----- Текст для чтения
Хорошо, ежели ткань чиста; а как она у кого замарана?
Горе грязному живчику!
А что с ним будет?
Вечный стыд, вечное отвращение от себя самого.
Почему же вечное?
Потому, что живчик вечен.
Ах! Это страшно.
Если страшно, так не марай своей ткани.
Да неведомо, как и откуда пыль и грязь пристают с ней!
Смывай их.
Скажи, чем?
Раскаянием и добрыми делами.
Но остаются пятна?
Не тужи, дух. Есть чудная белильня, в которой сами собою исчезают наши пятна, когда мы входим в нее. Эта белильня есть бездна милосердия Божия.
10, Понедельник. Дух наш подобен свету. Его мысль есть блеск, его вера есть жар, его надежда жить вечно есть тяготение луча к средоточию вселенной.
Утро.
Под киевские укрепления взята земля лавры. Об этом уятии хорошо сказал здешний митрополит: пусть берут у нас землю, лишь бы не отнимали неба.
Вечер.
11, Вторник. Бог сподобил меня быть зачатком духовного образования двух православных народов арабского и болгарского. Итак, никто не скажет о мне: он праздно прошел по земле.
Свидетели правды моей суть юные арабы в Иерусалиме и юные болгары в Киеве. Первые образуются но моему настоянию, вторые – по моему ходатайству. Слава Богу! И я не мертвец был между живыми.
12, Середа. Мне снилось, будто я нагой плыву по реке широкой и глубокой. Синева ее и рябь тешили мои очи. За мною следовал пароход и пристал к какому-то чужестранному городу. Значит, я возвращусь в Иерусалим.
14, Пятница. День родил вечер, а вечер произвел ночь. Все тихо. Не шумен и я. Сажу на краю пропасти; а грудь моя полна светлых надежд. Так и вспорхнул бы на Восток!
…......................... arva, beata
Petamus arva divites et insulas142.
Там mihi rident aequora, – мне улыбаются воды. Там есть цветы на развалинах. Там вечные люди, – Омир, Иродот, Сократ, Платон, Исаия, Павел, Афанасий, Василий, Златоуст. Там раздолье для мысли свободной и правдивой. Там страдания легче, вера сильнее, надежда яснее, вдохновение чище, грех далее, Бог ближе.
16, Суббота. Что такое нынешние женщины? Не райские птички, а полевые слепни.
16, Воскресенье. Суровый баян! Не хочу я быть ни слепнем полевым, ни райскою птичкою; хочу быть светлою и чистою женщиною. Так скажи мне, что для того нужно?
– Божия душа! Добрая душа! Послушай, что тебе скажет твой суровый баян.
– Готова слушать. Скажи только всю правду.
– Всю не всю, а начало скажу.
– Вещий баян, говори:
1. Веруй ты в Бога. Он красота, совершенств полнота и любовь.
2. Люби Его и чти, как отца. Он творец твой, поитель, кормитель, спаситель, святитель и вечный сожитель.
3. Славословь Его высоким умом, как сестра Моисея, как мать Самуила, как Деввора пророчица и Святейшая Дева Мария.
4. Беседуй ты с Ним, как с другом владычним, – в веселим сердца и в полной надежде на Его озаренья.
5. Его воля премудра, свята и всемощна; так будь ей покорна всегда.
----------
----- Выдержки из данных
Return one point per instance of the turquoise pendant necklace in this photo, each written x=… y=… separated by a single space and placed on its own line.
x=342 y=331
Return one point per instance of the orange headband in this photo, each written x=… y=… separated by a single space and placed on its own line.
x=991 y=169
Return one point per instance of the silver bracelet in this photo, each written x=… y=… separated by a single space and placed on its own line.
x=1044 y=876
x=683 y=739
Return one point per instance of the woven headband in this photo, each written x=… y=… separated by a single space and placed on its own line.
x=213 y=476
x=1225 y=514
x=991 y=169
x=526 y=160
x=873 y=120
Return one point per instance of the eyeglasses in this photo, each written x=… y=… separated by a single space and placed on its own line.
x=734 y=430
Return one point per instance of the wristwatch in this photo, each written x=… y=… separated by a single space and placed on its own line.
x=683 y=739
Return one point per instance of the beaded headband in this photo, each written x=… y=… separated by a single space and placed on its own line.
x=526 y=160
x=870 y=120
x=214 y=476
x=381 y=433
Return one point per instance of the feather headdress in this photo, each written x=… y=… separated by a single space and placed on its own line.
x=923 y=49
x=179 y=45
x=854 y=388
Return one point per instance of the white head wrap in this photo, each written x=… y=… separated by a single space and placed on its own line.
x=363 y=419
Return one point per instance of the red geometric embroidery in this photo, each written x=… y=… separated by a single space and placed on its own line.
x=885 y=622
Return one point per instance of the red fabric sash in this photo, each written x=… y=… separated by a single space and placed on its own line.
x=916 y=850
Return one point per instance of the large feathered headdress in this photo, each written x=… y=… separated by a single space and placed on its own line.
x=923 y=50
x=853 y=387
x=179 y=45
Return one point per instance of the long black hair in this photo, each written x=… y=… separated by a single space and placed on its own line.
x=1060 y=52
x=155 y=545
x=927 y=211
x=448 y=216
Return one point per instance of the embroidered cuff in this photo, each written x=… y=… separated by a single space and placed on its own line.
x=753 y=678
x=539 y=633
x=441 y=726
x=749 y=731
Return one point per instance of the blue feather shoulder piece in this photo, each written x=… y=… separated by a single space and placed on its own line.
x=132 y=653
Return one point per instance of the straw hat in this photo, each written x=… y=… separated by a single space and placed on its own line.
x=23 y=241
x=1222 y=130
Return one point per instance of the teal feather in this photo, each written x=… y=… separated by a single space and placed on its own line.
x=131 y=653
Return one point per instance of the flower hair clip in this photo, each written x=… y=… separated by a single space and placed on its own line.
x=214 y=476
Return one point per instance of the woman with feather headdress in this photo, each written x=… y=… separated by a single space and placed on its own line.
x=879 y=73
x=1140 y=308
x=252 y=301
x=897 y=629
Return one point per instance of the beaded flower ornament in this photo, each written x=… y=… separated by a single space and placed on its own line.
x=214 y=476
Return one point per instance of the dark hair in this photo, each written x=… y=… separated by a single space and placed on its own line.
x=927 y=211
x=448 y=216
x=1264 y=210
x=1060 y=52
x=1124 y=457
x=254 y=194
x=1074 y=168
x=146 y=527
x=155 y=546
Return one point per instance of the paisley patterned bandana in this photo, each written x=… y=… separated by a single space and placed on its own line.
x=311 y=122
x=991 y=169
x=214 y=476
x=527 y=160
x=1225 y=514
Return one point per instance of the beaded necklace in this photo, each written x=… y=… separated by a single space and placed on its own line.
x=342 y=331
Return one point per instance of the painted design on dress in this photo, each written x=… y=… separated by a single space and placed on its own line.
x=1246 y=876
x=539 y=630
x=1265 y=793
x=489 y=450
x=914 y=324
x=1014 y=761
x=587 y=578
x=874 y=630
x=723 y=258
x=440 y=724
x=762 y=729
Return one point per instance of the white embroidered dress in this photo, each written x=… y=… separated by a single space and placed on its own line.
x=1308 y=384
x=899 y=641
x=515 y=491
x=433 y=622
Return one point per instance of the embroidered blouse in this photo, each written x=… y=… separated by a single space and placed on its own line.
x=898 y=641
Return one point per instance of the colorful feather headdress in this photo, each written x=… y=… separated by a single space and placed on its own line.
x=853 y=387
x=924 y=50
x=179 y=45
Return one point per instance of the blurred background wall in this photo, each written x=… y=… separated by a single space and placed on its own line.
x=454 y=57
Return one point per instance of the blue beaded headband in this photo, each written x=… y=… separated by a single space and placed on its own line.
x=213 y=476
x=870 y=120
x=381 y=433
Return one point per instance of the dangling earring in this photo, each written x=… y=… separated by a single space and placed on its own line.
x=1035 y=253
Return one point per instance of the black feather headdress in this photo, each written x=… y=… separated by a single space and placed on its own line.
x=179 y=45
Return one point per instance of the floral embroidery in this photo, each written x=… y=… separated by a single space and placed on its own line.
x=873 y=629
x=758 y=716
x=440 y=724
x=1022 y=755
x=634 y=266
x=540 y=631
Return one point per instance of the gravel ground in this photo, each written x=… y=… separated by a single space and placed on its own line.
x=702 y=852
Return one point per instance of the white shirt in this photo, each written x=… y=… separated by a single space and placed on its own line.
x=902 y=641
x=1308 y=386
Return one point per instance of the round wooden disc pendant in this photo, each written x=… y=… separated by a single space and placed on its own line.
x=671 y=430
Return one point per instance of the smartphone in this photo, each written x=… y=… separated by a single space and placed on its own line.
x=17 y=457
----------
**Что нужно сделать**
Ответьте на три вопроса по тексту для чтения, каждый с новой строки:
(a) Чем, согласно тексту, следует смывать пыль и грязь с ткани?
(b) Что, по словам здешнего митрополита, пусть берут, лишь бы не отнимали неба?
(c) Где находятся юные арабы и где юные болгары, названные свидетелями правды?

**Ответ на задание**
(a) Раскаянием и добрыми делами.
(b) Землю.
(c) Юные арабы находятся в Иерусалиме, юные болгары в Киеве.